## Vorliegender Auszug
- - -

Ich habe auch festgestellt, welche Formate im Digitalen viel besser funktionieren. Beispielsweise begleite ich regelmäßig eine Gruppe mit 20-30 Personen. Sie arbeiten sehr gerne im Plenum, wo alle Themen im Detail ausdiskutiert werden. Und mit den Methoden, die ich ihnen im digitalen Raum angeboten habe, waren sie plötzlich viel strukturierter und effizienter.
Aber natürlich fehlt der persönliche Kontakt, der Austausch in den Pausen, das Kennenlernen - auch abseits der Workshopprogramme. Man bekommt in Präsenz von den anderen Menschen eben viel mehr mit. Das auszugleichen, sehe ich auch als wichtigen Teil meiner Arbeit.
Welche Tipps hast du für digitale Veranstaltungsformate?
Die wichtigste Lektion ist wohl, dass man nicht einfach Konzepte aus dem Analogen eins zu eins ins Digitale übertragen kann. Digitale Zusammenkünfte sind viel anstrengender und brauchen viel mehr Energie. Das liegt unter anderem daran, dass wir unterbewusst ständig nach nonverbalen Signalen suchen, die wir in Präsenz bekommen. Dazu kommt die schlechtere Akustik, Anspannung, schlechte Körperhaltung und zu wenig Bewegung. Das alles führt dazu, dass wir nach vier Stunden Online-Workshop so erschöpft sind, wie nach acht Stunden in Präsenz.
Daher habe ich drei Faustregeln für die Umsetzung digitaler Angebote:
- Macht weniger: Reduziert euer Programm. Konzentriert euch nur auf euer Kernziel. Macht regelmäßige Pausen.

- - -

## Aufgaben und Übungen
(A) Gib anhand des Auszugs über digitale Veranstaltungsformate an, nach wie vielen Stunden in Präsenz man so erschöpft ist wie nach vier Stunden Online-Workshop.
(B) Gib aus dem Auszug über digitale Veranstaltungsformate alles von den Worten „Ich habe auch“ bis hinunter zu den Worten „strukturierter und effizienter.“ wortgetreu wieder.

## Bereitgestellte Daten

- - -

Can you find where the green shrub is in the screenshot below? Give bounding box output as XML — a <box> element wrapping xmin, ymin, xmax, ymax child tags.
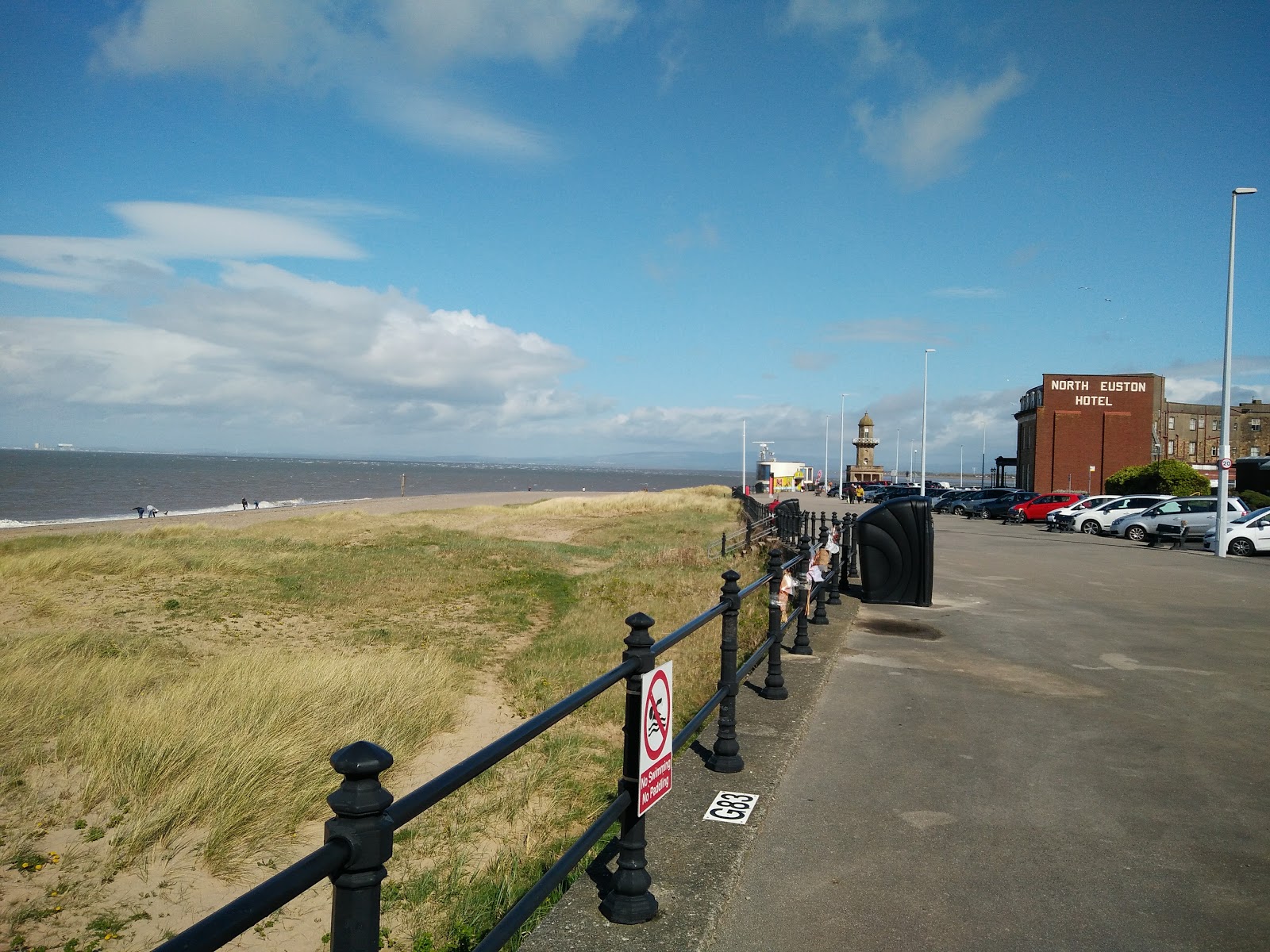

- - -

## Endgültige Antworten
(A) Nach acht Stunden in Präsenz.

(B)
Ich habe auch festgestellt, welche Formate im Digitalen viel besser funktionieren. Beispielsweise begleite ich regelmäßig eine Gruppe mit 20-30 Personen. Sie arbeiten sehr gerne im Plenum, wo alle Themen im Detail ausdiskutiert werden. Und mit den Methoden, die ich ihnen im digitalen Raum angeboten habe, waren sie plötzlich viel strukturierter und effizienter.